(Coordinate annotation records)
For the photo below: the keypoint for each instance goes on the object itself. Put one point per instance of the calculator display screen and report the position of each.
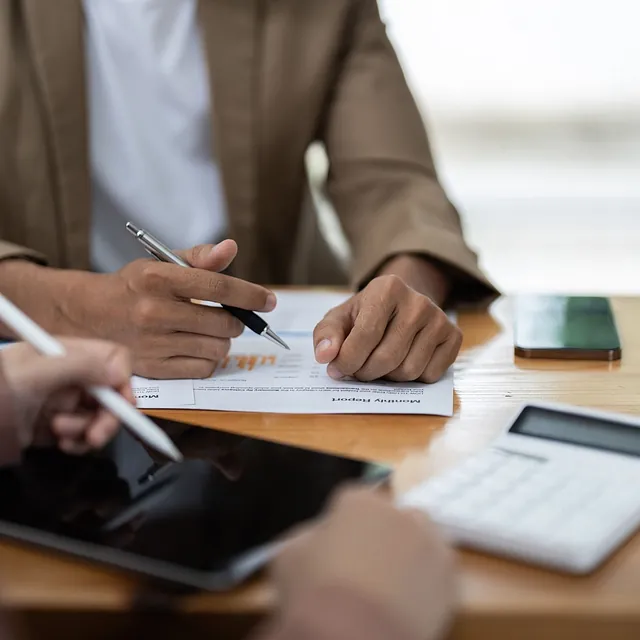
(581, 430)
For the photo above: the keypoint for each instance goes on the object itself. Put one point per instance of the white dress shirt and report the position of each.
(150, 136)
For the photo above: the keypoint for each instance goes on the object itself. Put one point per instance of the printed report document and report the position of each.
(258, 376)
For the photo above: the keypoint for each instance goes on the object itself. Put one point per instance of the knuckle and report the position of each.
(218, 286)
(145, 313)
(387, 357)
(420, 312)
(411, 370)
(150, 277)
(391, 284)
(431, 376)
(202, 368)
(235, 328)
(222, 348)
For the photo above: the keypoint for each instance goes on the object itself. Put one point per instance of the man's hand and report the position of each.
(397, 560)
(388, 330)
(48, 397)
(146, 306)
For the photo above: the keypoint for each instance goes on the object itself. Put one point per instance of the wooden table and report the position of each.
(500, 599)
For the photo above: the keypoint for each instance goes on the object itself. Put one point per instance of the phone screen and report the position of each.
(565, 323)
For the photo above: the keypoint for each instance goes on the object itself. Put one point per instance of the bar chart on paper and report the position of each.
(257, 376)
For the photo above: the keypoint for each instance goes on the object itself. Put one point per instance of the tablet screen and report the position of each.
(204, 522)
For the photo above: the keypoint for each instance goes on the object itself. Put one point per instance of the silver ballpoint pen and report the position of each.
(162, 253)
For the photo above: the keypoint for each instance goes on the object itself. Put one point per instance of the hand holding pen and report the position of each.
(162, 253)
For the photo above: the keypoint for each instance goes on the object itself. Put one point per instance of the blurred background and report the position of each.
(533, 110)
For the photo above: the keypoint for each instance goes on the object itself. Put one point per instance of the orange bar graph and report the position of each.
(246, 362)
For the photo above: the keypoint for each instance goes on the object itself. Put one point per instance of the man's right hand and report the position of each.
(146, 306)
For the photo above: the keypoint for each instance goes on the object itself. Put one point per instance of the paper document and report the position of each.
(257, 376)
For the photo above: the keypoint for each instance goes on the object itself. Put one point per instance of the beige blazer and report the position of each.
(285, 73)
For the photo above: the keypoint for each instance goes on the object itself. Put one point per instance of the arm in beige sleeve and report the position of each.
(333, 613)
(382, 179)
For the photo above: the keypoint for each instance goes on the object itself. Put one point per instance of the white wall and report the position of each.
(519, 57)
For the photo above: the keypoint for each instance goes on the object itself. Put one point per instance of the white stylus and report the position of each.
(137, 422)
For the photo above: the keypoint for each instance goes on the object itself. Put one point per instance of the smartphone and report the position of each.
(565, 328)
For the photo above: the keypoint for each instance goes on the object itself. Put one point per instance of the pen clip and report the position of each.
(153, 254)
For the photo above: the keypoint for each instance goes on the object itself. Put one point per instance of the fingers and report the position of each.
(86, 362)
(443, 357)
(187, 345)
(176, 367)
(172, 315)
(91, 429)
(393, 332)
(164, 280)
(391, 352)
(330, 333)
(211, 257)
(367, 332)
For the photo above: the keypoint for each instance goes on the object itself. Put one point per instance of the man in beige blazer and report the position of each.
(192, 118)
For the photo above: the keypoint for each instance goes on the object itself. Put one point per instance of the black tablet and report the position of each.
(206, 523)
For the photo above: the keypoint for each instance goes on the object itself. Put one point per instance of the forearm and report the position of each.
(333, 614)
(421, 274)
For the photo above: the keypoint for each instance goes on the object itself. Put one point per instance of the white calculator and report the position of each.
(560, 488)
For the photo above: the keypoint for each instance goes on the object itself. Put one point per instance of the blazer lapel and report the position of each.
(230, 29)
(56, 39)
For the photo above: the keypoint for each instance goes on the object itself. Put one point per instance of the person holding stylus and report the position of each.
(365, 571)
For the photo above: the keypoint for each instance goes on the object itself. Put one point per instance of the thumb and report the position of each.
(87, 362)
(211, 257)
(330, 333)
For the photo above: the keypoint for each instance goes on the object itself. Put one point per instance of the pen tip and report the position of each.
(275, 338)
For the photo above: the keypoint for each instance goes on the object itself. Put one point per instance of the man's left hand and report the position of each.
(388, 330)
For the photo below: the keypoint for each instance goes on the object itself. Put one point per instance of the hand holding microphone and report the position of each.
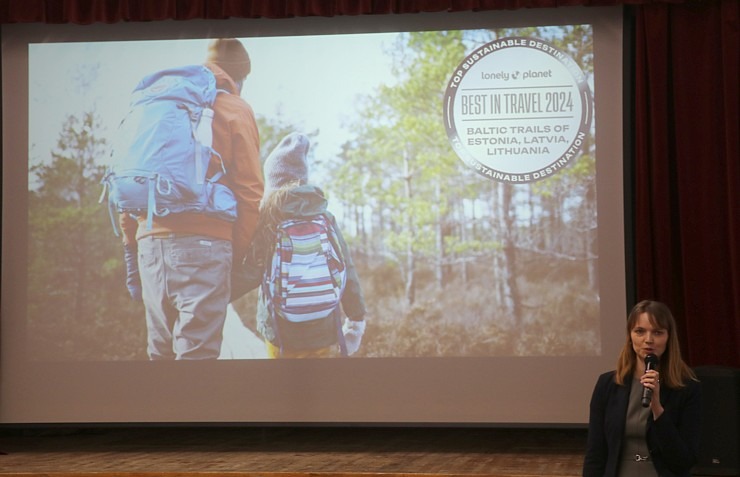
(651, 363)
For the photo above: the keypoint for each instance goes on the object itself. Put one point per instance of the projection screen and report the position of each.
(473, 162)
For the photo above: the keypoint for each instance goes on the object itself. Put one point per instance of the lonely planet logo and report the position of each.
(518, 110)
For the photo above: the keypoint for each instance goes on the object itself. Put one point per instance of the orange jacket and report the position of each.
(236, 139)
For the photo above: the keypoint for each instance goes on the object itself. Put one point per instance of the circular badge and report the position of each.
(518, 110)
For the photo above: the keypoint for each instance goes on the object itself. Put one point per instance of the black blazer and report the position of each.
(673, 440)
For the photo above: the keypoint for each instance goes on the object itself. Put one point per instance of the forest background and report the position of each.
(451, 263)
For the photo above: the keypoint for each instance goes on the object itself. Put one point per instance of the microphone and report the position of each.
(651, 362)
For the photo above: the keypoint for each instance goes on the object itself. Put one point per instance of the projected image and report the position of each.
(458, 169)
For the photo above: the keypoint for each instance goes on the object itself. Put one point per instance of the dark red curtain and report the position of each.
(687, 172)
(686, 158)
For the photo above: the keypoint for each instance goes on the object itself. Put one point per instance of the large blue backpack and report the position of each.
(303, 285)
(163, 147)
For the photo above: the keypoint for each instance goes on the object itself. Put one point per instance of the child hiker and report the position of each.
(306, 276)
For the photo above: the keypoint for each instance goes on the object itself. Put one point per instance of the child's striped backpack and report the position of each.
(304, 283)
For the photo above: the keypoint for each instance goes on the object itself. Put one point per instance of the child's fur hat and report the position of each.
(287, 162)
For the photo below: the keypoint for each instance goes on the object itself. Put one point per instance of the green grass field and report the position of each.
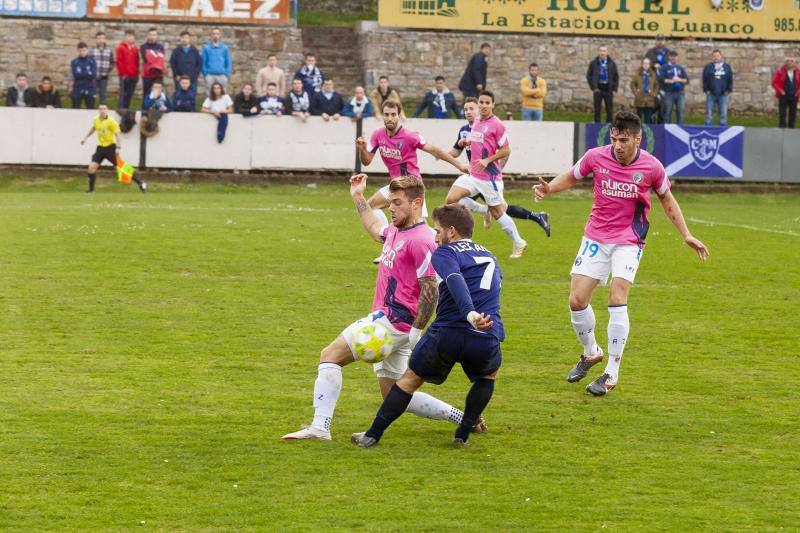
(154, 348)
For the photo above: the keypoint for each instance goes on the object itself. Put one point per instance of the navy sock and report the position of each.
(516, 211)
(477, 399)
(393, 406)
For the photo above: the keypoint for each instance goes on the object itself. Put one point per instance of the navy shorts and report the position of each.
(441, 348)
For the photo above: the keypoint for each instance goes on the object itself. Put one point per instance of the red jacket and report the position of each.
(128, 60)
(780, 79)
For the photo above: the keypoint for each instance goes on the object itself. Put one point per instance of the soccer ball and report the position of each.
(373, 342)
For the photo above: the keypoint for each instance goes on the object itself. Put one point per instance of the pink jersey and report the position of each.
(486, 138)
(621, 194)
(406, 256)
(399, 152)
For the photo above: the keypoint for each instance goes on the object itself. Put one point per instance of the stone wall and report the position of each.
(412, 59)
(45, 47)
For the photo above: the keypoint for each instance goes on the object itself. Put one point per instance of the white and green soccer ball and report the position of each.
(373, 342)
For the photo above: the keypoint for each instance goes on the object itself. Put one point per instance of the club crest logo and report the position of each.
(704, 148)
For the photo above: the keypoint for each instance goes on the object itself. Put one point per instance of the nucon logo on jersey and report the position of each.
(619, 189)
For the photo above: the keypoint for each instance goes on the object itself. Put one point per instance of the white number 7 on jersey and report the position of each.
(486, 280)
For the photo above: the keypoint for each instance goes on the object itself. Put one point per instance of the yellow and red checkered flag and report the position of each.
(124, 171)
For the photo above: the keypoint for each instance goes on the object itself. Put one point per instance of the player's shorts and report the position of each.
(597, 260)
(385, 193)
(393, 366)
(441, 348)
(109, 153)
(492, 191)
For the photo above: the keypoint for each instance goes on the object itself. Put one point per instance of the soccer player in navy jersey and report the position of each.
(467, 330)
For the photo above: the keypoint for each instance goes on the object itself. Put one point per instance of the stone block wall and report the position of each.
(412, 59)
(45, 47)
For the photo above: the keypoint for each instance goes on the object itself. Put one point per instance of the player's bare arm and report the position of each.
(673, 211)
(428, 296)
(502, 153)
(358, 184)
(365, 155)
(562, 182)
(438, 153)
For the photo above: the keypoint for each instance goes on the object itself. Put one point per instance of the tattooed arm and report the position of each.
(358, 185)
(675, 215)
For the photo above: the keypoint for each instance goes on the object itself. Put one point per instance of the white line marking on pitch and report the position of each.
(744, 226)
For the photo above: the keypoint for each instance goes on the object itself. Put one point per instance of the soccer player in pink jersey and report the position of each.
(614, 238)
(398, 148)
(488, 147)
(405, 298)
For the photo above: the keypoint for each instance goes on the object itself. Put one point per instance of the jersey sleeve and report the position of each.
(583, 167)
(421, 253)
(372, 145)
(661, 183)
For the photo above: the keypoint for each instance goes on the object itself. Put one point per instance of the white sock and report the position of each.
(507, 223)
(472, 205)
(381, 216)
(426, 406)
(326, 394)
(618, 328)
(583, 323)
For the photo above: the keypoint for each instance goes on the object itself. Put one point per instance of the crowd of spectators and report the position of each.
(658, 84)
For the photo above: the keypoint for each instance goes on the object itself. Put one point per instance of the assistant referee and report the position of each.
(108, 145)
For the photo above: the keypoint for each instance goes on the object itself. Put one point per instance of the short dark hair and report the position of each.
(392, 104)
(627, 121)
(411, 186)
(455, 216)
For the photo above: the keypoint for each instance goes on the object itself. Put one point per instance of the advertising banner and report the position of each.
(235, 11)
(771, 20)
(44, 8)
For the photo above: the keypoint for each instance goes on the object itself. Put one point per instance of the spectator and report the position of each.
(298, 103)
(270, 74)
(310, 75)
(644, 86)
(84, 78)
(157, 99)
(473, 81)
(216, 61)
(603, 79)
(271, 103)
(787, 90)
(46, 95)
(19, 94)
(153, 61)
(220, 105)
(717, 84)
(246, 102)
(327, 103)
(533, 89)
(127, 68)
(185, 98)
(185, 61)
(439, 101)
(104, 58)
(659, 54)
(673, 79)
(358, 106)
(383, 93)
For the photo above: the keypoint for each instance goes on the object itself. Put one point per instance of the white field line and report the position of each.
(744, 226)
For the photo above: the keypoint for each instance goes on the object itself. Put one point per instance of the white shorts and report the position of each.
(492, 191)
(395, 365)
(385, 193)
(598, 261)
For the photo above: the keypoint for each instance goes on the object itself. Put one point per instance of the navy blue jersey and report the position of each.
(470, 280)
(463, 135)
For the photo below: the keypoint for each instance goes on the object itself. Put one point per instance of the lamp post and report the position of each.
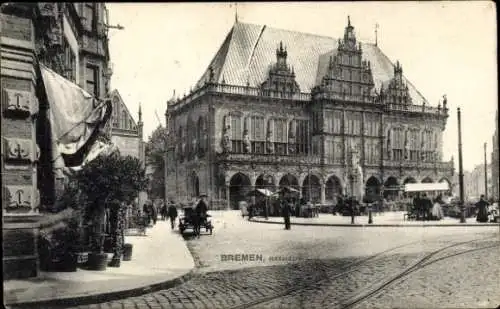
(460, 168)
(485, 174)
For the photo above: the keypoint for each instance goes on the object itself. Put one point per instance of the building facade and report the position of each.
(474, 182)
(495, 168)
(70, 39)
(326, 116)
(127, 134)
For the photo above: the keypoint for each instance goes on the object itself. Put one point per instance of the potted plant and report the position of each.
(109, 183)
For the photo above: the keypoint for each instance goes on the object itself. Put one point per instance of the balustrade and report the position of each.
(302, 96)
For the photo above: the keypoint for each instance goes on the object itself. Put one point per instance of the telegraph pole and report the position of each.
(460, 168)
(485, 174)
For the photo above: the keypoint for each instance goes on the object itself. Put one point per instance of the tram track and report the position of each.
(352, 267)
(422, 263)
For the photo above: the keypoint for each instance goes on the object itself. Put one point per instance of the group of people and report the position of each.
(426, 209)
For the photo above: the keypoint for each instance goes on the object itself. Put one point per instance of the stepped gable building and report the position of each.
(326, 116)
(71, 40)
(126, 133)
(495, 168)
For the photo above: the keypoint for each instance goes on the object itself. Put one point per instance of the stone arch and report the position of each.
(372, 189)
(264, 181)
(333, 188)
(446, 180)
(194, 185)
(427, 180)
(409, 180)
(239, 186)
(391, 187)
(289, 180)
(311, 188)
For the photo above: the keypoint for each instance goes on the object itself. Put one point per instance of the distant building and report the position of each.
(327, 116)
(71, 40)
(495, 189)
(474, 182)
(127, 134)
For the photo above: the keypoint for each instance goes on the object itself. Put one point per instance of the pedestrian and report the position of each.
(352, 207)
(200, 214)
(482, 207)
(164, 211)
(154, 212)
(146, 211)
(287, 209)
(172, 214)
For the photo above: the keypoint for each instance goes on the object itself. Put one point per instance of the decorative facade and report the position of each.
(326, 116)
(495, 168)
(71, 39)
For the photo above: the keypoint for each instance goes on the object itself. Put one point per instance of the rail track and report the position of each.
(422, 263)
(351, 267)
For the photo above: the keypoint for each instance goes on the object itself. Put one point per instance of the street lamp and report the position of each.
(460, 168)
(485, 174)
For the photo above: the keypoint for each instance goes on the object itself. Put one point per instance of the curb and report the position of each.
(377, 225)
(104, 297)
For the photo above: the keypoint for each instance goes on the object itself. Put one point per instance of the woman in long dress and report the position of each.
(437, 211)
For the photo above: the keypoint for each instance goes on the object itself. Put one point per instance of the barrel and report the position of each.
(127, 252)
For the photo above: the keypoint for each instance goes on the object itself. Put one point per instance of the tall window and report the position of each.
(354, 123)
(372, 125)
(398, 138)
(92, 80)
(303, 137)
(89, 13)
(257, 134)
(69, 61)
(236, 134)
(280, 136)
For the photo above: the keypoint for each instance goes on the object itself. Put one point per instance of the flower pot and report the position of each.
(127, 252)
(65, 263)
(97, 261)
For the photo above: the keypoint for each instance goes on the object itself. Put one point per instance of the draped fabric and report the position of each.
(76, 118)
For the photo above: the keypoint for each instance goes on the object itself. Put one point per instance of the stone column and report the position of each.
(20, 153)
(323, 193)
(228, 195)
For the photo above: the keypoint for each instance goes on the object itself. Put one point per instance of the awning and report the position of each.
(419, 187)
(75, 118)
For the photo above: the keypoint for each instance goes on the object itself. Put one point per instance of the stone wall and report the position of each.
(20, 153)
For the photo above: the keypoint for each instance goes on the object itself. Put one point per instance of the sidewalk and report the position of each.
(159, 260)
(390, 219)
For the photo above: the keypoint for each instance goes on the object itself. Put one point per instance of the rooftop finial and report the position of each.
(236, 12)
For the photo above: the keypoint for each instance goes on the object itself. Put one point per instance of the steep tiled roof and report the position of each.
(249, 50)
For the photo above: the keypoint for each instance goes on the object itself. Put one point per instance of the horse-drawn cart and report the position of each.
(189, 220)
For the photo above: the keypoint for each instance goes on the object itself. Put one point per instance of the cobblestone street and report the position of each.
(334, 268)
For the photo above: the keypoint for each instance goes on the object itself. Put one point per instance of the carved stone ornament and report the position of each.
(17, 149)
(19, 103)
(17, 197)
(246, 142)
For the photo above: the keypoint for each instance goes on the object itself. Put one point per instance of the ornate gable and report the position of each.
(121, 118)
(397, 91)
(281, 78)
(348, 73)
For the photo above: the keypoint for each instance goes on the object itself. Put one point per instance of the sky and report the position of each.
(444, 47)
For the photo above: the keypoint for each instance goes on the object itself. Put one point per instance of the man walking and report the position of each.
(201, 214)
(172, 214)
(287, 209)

* DO THIS *
Starting with the line that contains "sidewalk and report the position of each.", write out each line through the end of the listing, exactly as it appears, and include nothing else.

* OUTPUT BELOW *
For the photo above: the keypoint for each instance goes on the object itself. Put one point per instance of the sidewalk and report the position of each.
(159, 260)
(390, 219)
For the photo above: the keypoint for each instance goes on the object itself. Put one point per instance of the rooftop finial and report the position of each.
(236, 12)
For the photo above: the keypoint for each instance goes on the object itself. Put one point per instance of the steep tiled roof and report the position of each.
(249, 50)
For the photo above: the keypoint for each instance goes on the object itself. Put one point per instance of the horse-drawn cart and report the position of each.
(189, 220)
For the photo above: the keypoint for each instance goes on the object itself. Put one point per instance of the cobblestone street and report the position of each.
(334, 268)
For the photo above: the keypoint for each instance goes on the object itself. Put one point per instance of the carved stone ornament and report the position of each.
(17, 149)
(19, 103)
(17, 197)
(246, 142)
For the photo above: the keypoint for each instance goes on the object itself. Put one point per instance of the ornate gable and report the position of each.
(121, 118)
(397, 91)
(281, 78)
(348, 73)
For the photo above: the keypoint for each instance goes on the object itself. Put one point per instance of the sky and report the position of each.
(444, 47)
For the photo above: the keypoint for each instance goes on the object itself. Put one point per instance of the man walking and report the position of each.
(201, 214)
(172, 214)
(287, 209)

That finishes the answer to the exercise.